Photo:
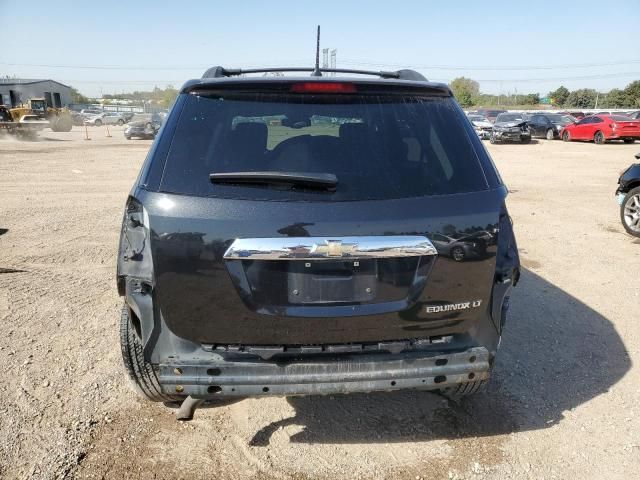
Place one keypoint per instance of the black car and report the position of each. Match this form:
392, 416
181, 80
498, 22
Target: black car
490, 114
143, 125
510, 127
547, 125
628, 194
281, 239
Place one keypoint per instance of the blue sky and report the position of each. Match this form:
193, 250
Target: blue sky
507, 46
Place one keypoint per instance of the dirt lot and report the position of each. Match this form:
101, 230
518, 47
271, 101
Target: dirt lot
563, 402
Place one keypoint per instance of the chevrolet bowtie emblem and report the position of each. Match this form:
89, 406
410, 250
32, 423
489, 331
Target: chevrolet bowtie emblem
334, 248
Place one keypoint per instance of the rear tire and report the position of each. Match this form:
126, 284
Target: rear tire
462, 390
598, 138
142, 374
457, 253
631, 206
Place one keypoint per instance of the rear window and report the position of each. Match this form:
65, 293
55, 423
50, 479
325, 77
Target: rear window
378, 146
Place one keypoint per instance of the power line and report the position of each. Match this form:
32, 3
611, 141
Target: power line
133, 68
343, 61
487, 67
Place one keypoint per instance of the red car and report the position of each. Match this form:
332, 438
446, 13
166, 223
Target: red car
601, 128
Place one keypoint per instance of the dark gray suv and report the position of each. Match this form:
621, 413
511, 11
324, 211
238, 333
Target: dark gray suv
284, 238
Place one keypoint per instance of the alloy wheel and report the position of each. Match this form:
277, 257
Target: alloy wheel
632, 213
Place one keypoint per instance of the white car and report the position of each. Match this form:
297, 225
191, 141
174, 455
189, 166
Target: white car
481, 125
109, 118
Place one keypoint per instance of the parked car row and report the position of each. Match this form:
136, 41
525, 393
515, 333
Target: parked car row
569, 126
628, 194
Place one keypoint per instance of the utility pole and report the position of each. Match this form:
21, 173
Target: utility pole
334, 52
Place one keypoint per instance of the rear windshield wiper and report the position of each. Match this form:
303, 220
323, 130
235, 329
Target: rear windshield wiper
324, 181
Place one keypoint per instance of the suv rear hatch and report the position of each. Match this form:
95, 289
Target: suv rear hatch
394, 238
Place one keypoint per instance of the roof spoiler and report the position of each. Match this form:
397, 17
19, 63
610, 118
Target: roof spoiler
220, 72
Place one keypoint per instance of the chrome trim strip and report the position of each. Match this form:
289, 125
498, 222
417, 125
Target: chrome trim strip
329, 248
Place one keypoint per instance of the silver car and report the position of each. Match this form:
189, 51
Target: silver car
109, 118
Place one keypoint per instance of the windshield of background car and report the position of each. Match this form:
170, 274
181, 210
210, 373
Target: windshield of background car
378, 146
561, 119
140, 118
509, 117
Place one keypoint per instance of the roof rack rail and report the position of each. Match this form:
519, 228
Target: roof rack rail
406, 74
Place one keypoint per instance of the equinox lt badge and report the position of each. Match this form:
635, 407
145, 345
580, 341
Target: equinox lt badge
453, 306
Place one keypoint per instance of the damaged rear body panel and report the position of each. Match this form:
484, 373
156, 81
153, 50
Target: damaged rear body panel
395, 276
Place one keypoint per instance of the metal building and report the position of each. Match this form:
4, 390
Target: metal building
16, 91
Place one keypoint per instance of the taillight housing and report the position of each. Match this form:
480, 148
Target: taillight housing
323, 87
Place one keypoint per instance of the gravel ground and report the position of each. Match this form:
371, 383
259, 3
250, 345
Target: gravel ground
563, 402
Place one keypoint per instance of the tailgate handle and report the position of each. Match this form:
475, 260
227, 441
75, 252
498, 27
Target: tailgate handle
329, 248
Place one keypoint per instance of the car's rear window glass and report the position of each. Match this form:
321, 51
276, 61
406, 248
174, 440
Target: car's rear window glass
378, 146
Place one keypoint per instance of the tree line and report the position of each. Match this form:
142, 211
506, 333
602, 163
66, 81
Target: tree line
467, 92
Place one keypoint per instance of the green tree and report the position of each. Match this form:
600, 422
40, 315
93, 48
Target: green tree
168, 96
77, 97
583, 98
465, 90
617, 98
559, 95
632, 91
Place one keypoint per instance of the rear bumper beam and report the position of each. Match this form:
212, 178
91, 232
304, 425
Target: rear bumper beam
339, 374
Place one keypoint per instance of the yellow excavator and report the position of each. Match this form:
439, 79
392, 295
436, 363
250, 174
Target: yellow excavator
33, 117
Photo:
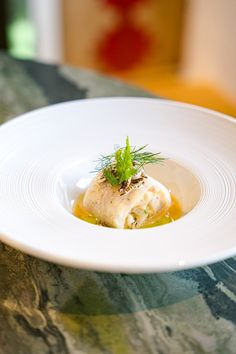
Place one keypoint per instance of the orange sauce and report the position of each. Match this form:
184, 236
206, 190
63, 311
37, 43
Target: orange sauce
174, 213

- - - - -

- **INSTRUCTIONS TO FOLLOW**
Arrange all of the rows above as a Markdown table with two columns, Row (the line number) and Line (the text of that line), skipping blank lines. Omit the pictures.

- **THE RESULT**
| Row | Line |
|---|---|
| 1 | Photo: |
| 2 | Place one keypoint per instance of the black car and report the position of each. Match this form: |
| 3 | 392, 416 |
| 4 | 181, 80 |
| 5 | 498, 22 |
| 6 | Target: black car |
| 7 | 490, 114 |
| 8 | 143, 125 |
| 9 | 510, 127 |
| 10 | 547, 125 |
| 11 | 628, 194 |
| 12 | 281, 239 |
| 13 | Place one keypoint per instance of the blue sky and report the position of each. Match this form: |
| 14 | 193, 250 |
| 15 | Target: blue sky |
| 16 | 507, 46 |
| 17 | Place one keypoint per instance of the dirt lot and report the position of each. Match this form: |
| 18 | 101, 230 |
| 19 | 518, 47 |
| 20 | 271, 101 |
| 21 | Target: dirt lot |
| 22 | 563, 402 |
| 23 | Place one keypoint per instance of the chevrolet bowtie emblem and report the position of each. Match this form: |
| 24 | 89, 406 |
| 25 | 410, 250 |
| 26 | 32, 423 |
| 27 | 489, 331 |
| 28 | Target: chevrolet bowtie emblem |
| 29 | 334, 248 |
| 30 | Place one keypoint per instance of the rear tire and report the position of each. Match this form: |
| 31 | 126, 284 |
| 32 | Target: rear tire |
| 33 | 462, 390 |
| 34 | 598, 138 |
| 35 | 142, 374 |
| 36 | 457, 253 |
| 37 | 631, 206 |
| 38 | Place one keypoint per instance of the rear window and report the position of each. Match this form: |
| 39 | 65, 293 |
| 40 | 55, 423 |
| 41 | 50, 479 |
| 42 | 325, 77 |
| 43 | Target: rear window |
| 44 | 378, 146 |
| 45 | Place one keypoint per instance of the power line and report the position of each. Match this form: |
| 46 | 32, 3 |
| 47 | 611, 141 |
| 48 | Target: power line |
| 49 | 133, 68 |
| 50 | 343, 61 |
| 51 | 487, 67 |
| 52 | Place one keypoint per instance of the red car and report the position of each. Match this form: |
| 53 | 332, 438 |
| 54 | 446, 13 |
| 55 | 166, 223 |
| 56 | Target: red car |
| 57 | 601, 128 |
| 58 | Place one keypoint per instance of the dark gray suv and report the position of each. Match this form: |
| 59 | 621, 413 |
| 60 | 511, 11 |
| 61 | 324, 211 |
| 62 | 238, 333 |
| 63 | Target: dark gray suv |
| 64 | 284, 238 |
| 65 | Place one keypoint per instance of the alloy wheel and report the position of each. Match this form: |
| 66 | 277, 257 |
| 67 | Target: alloy wheel |
| 68 | 632, 213 |
| 69 | Place one keypoint per instance of the white car and report the position of each. Match this form: |
| 70 | 297, 225 |
| 71 | 191, 141 |
| 72 | 174, 455 |
| 73 | 189, 166 |
| 74 | Target: white car |
| 75 | 481, 125 |
| 76 | 109, 118 |
| 77 | Place one keypoint per instance of the parked car row and report the position of each. Match this form: |
| 78 | 136, 41 |
| 79 | 525, 393 |
| 80 | 515, 333 |
| 81 | Target: parked car row |
| 82 | 569, 126 |
| 83 | 628, 194 |
| 84 | Place one keypoint per instance of the utility pole and report the position of each. Match this form: |
| 85 | 21, 173 |
| 86 | Target: utility pole |
| 87 | 334, 52 |
| 88 | Place one keypoint per instance of the rear windshield wiper and report the position of each. Match this form: |
| 89 | 303, 220 |
| 90 | 323, 130 |
| 91 | 235, 329 |
| 92 | Target: rear windshield wiper |
| 93 | 324, 181 |
| 94 | Place one keypoint per instance of the suv rear hatch and report the position of each. Match this form: |
| 95 | 95, 289 |
| 96 | Target: suv rear hatch |
| 97 | 394, 238 |
| 98 | Place one keypoint per instance of the roof spoiler and report the position of each. Match this form: |
| 99 | 397, 17 |
| 100 | 19, 63 |
| 101 | 610, 118 |
| 102 | Target: roof spoiler |
| 103 | 220, 72 |
| 104 | Place one keypoint per instance of the chrome trim strip and report the position of each. Match this form: |
| 105 | 289, 125 |
| 106 | 498, 222 |
| 107 | 417, 125 |
| 108 | Target: chrome trim strip |
| 109 | 329, 248 |
| 110 | Place one keypoint per instance of the silver car and report the position of each. Match this form: |
| 111 | 189, 51 |
| 112 | Target: silver car |
| 113 | 109, 118 |
| 114 | Place one keypoint per instance of the windshield of background car and report the position of each. Match this form: |
| 115 | 170, 274 |
| 116 | 181, 210 |
| 117 | 210, 373 |
| 118 | Target: windshield of background car |
| 119 | 378, 146 |
| 120 | 561, 119 |
| 121 | 140, 118 |
| 122 | 509, 117 |
| 123 | Place one keypoint per instance of the roof rack rail and report the position of each. Match this form: |
| 124 | 519, 228 |
| 125 | Target: roof rack rail |
| 126 | 406, 74 |
| 127 | Place one keypoint per instance of the equinox lt badge and report the position of each. Match this form: |
| 128 | 635, 407 |
| 129 | 145, 345 |
| 130 | 580, 341 |
| 131 | Target: equinox lt badge |
| 132 | 453, 306 |
| 133 | Place one keypoint per instance of the damaged rear body panel and report the position of each. Match this form: |
| 134 | 484, 373 |
| 135 | 156, 81 |
| 136 | 153, 50 |
| 137 | Target: damaged rear body panel |
| 138 | 395, 276 |
| 139 | Place one keypoint per instance of the metal building and report the position of each. Match this form: |
| 140 | 4, 390 |
| 141 | Target: metal building |
| 142 | 16, 91 |
| 143 | Place one keypoint per instance of the taillight housing and report the position of each. Match this form: |
| 144 | 480, 148 |
| 145 | Target: taillight housing |
| 146 | 323, 87 |
| 147 | Place one keypoint per instance of the gravel ground and report the position of each. Match this form: |
| 148 | 371, 383 |
| 149 | 259, 3 |
| 150 | 250, 345 |
| 151 | Target: gravel ground |
| 152 | 563, 402 |
| 153 | Place one keypoint per instance of the tailgate handle and report the position of each. Match this form: |
| 154 | 475, 260 |
| 155 | 227, 441 |
| 156 | 75, 252 |
| 157 | 498, 27 |
| 158 | Target: tailgate handle |
| 159 | 329, 248 |
| 160 | Place one keypoint per instance of the car's rear window glass and report the position of each. Match this form: |
| 161 | 321, 51 |
| 162 | 276, 61 |
| 163 | 406, 248 |
| 164 | 174, 440 |
| 165 | Target: car's rear window glass |
| 166 | 378, 146 |
| 167 | Place one keypoint per instance of the tree line and report the position of each. Match this form: |
| 168 | 142, 211 |
| 169 | 506, 333 |
| 170 | 602, 163 |
| 171 | 66, 81 |
| 172 | Target: tree line |
| 173 | 467, 92 |
| 174 | Place one keypoint per instance of the green tree and report the position of each. Match this form: |
| 175 | 600, 422 |
| 176 | 40, 315 |
| 177 | 93, 48 |
| 178 | Target: green tree |
| 179 | 168, 96 |
| 180 | 77, 97 |
| 181 | 583, 98 |
| 182 | 465, 90 |
| 183 | 617, 98 |
| 184 | 559, 95 |
| 185 | 632, 91 |
| 186 | Place one keypoint per instance of the rear bumper beam and report the position of each. Match this form: |
| 187 | 212, 178 |
| 188 | 91, 232 |
| 189 | 304, 425 |
| 190 | Target: rear bumper beam |
| 191 | 339, 374 |
| 192 | Place one keypoint per instance of the yellow excavator and report the position of each. Match this form: |
| 193 | 439, 79 |
| 194 | 392, 295 |
| 195 | 436, 363 |
| 196 | 250, 174 |
| 197 | Target: yellow excavator |
| 198 | 33, 117 |
| 199 | Photo: |
| 200 | Place one keypoint per instance of the orange sauce and report the position of each. Match this form: |
| 201 | 184, 236 |
| 202 | 206, 190 |
| 203 | 63, 311 |
| 204 | 37, 43 |
| 205 | Target: orange sauce |
| 206 | 174, 213 |